Directions
Copy out the items starting with the line that contains "Identify a point on every instance of the city" and going on through the line that contains "x=468 y=303", with "clock tower" changed to "bell tower" and everything else unchanged.

Input
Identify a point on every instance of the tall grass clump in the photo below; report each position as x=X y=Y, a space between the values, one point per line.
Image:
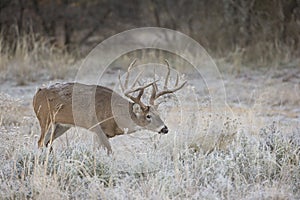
x=32 y=57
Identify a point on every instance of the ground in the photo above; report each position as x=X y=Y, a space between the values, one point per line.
x=252 y=152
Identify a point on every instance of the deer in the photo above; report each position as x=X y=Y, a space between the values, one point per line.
x=56 y=114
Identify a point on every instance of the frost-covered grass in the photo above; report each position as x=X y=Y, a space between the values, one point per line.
x=260 y=165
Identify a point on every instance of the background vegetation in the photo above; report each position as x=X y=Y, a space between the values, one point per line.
x=251 y=153
x=255 y=30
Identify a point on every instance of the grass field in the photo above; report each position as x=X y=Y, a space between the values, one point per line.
x=253 y=153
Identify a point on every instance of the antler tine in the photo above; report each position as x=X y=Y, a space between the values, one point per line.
x=127 y=76
x=171 y=91
x=122 y=87
x=168 y=74
x=155 y=95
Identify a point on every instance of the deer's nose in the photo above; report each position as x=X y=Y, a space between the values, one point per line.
x=164 y=130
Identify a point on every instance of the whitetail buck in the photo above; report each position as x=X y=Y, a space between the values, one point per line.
x=54 y=108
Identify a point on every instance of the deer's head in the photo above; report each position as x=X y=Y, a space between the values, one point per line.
x=147 y=116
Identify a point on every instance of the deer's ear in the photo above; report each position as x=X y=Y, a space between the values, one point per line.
x=136 y=108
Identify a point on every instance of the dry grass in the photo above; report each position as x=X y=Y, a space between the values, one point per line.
x=247 y=154
x=31 y=58
x=260 y=163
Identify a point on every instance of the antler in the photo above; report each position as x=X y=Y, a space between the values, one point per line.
x=141 y=89
x=155 y=95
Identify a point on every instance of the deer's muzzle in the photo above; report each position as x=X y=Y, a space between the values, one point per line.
x=164 y=130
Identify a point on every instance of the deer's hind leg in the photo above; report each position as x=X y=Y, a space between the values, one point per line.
x=54 y=132
x=45 y=126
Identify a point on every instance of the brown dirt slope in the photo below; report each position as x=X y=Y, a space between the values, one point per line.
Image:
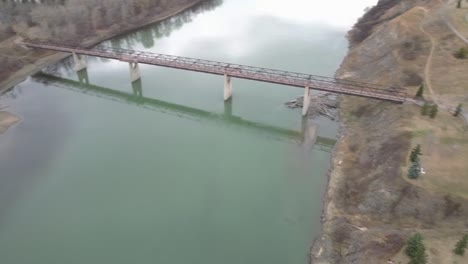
x=371 y=206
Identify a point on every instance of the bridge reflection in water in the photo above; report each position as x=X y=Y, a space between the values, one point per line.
x=83 y=85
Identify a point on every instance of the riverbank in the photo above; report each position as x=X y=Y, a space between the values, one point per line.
x=371 y=207
x=43 y=59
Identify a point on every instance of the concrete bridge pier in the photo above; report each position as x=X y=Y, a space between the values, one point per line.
x=134 y=71
x=137 y=88
x=83 y=76
x=80 y=62
x=306 y=103
x=227 y=87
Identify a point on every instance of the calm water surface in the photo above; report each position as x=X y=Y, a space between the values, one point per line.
x=163 y=171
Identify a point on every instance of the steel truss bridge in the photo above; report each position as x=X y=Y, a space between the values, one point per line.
x=340 y=86
x=136 y=97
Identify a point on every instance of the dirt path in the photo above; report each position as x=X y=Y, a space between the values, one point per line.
x=427 y=68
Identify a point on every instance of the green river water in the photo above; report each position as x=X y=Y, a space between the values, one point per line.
x=163 y=171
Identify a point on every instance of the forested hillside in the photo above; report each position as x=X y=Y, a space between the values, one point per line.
x=75 y=19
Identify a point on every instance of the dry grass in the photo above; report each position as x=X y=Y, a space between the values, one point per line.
x=444 y=142
x=439 y=245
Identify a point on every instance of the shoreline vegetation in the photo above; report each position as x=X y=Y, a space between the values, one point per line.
x=371 y=208
x=19 y=63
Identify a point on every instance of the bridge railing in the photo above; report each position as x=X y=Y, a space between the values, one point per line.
x=392 y=93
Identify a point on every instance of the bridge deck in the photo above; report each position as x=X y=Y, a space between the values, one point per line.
x=394 y=94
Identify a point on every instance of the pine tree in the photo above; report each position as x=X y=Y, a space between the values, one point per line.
x=433 y=111
x=460 y=54
x=416 y=250
x=420 y=91
x=461 y=246
x=415 y=169
x=458 y=110
x=425 y=109
x=415 y=152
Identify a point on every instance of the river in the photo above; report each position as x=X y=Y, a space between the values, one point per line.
x=163 y=171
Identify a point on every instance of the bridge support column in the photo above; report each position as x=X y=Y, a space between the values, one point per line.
x=83 y=76
x=306 y=103
x=80 y=61
x=134 y=71
x=227 y=87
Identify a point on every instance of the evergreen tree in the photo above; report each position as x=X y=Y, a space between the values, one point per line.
x=458 y=110
x=461 y=246
x=416 y=250
x=415 y=169
x=420 y=91
x=425 y=109
x=461 y=53
x=415 y=152
x=433 y=111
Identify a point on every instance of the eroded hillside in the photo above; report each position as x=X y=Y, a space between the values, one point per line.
x=372 y=207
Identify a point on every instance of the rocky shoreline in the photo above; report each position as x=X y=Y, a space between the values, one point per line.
x=370 y=208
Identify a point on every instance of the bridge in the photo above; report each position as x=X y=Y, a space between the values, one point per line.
x=228 y=70
x=135 y=97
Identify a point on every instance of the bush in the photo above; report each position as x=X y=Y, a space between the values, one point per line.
x=415 y=152
x=461 y=246
x=458 y=110
x=425 y=109
x=433 y=111
x=416 y=250
x=462 y=53
x=415 y=170
x=420 y=91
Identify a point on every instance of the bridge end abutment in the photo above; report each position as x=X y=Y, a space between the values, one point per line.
x=80 y=62
x=134 y=71
x=306 y=102
x=227 y=87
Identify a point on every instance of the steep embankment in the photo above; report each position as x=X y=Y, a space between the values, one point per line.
x=371 y=206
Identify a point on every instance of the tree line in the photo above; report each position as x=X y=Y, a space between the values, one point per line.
x=71 y=20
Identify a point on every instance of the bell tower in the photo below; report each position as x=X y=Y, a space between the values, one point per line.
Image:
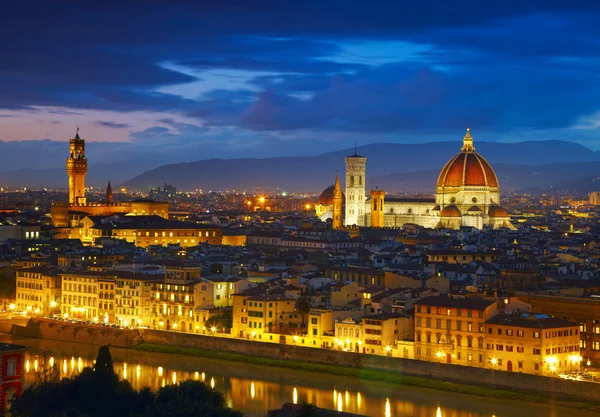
x=76 y=170
x=377 y=203
x=338 y=202
x=356 y=170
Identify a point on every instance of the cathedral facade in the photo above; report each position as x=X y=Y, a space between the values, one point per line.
x=467 y=194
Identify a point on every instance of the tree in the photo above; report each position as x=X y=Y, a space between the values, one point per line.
x=97 y=392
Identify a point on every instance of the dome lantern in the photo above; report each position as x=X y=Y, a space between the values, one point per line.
x=468 y=142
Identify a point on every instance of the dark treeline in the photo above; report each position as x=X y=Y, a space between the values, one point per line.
x=97 y=392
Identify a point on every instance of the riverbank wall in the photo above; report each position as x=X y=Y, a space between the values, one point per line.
x=552 y=388
x=68 y=332
x=557 y=388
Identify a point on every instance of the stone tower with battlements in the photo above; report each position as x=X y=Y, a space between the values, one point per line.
x=76 y=170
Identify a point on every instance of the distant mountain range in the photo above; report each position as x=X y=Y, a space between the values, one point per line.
x=393 y=167
x=412 y=168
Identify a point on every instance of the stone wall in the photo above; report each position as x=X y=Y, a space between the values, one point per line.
x=57 y=330
x=551 y=387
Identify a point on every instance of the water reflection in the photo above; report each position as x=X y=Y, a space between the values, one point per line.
x=251 y=389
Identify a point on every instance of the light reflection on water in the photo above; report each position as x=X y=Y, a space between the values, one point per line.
x=254 y=389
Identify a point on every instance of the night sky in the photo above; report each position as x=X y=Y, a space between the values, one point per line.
x=265 y=78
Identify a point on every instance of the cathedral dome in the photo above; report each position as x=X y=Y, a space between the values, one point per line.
x=467 y=168
x=326 y=197
x=497 y=211
x=450 y=211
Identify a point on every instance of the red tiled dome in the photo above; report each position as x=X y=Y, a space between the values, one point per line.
x=497 y=211
x=450 y=211
x=326 y=197
x=467 y=168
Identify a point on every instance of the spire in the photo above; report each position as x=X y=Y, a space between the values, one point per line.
x=109 y=193
x=337 y=188
x=468 y=142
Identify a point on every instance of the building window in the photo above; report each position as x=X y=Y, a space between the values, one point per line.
x=11 y=367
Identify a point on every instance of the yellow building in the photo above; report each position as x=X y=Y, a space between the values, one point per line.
x=382 y=332
x=452 y=330
x=144 y=231
x=38 y=290
x=173 y=306
x=377 y=204
x=331 y=204
x=532 y=343
x=349 y=334
x=106 y=300
x=133 y=295
x=80 y=295
x=257 y=314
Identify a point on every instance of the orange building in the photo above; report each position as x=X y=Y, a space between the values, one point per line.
x=68 y=214
x=585 y=311
x=533 y=344
x=452 y=330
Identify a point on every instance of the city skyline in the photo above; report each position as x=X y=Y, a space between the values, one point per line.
x=300 y=79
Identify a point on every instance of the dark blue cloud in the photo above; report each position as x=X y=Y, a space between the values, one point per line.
x=113 y=125
x=496 y=65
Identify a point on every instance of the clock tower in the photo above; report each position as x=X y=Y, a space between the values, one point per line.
x=356 y=170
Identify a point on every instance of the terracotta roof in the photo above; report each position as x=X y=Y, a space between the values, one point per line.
x=497 y=211
x=450 y=211
x=530 y=320
x=467 y=168
x=468 y=303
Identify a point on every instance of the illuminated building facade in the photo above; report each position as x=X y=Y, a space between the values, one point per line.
x=532 y=343
x=68 y=214
x=356 y=171
x=467 y=194
x=331 y=204
x=144 y=231
x=38 y=290
x=452 y=330
x=255 y=315
x=80 y=295
x=11 y=373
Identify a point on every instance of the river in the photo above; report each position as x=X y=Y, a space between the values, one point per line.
x=255 y=389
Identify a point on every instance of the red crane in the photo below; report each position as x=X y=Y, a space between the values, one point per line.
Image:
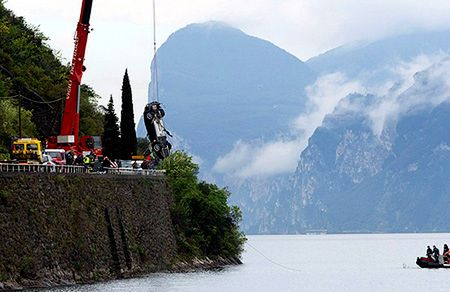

Response to the exercise
Identify a point on every instance of the city skyline in the photo above; report each position as x=X y=Y, a space between the values, one point per line.
x=300 y=79
Identify a point on every instance of the dark blue cloud in the photo above; report each position as x=X y=Y, a space between the values, one point per line.
x=113 y=125
x=496 y=65
Identify a point on every instance of the bell tower in the photo above; report each position as x=X y=Y, a space between the values, one point per line.
x=356 y=170
Identify a point on every instance of the terracotta roof in the photo above; report each position as x=X y=Y, a space between the values, one point per line.
x=497 y=211
x=450 y=211
x=530 y=320
x=467 y=168
x=468 y=303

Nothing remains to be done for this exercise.